┏━━

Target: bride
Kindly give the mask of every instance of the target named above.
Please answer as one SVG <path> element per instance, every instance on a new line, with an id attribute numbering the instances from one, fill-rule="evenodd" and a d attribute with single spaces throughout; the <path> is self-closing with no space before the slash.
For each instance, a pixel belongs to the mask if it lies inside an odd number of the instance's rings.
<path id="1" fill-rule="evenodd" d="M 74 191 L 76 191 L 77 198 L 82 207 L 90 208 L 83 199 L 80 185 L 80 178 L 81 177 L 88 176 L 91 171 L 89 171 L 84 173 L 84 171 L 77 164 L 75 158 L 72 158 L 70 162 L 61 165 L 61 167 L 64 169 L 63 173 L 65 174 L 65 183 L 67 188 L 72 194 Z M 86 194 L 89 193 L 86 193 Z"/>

┗━━

▶ _TASK DIRECTIONS_
Copy the listing above line for line, with no changes.

▶ _EXPECTED OUTPUT_
Target: bride
Kindly give the mask of every instance of the target named above.
Please answer as one SVG <path> element per instance, every instance on a new line, with an id attribute numbering the instances from one, fill-rule="evenodd" and a d attribute with single spaces throughout; the <path> is self-closing with no space before the slash.
For each instance, a pixel belongs to the mask if it lies inside an odd number of the instance's rings.
<path id="1" fill-rule="evenodd" d="M 74 191 L 76 191 L 77 198 L 82 207 L 90 208 L 83 199 L 80 185 L 80 178 L 81 177 L 88 176 L 91 171 L 89 171 L 84 173 L 84 171 L 77 164 L 75 158 L 72 158 L 70 162 L 61 165 L 61 167 L 64 169 L 63 173 L 65 174 L 65 183 L 67 188 L 72 194 Z M 86 194 L 89 193 L 86 193 Z"/>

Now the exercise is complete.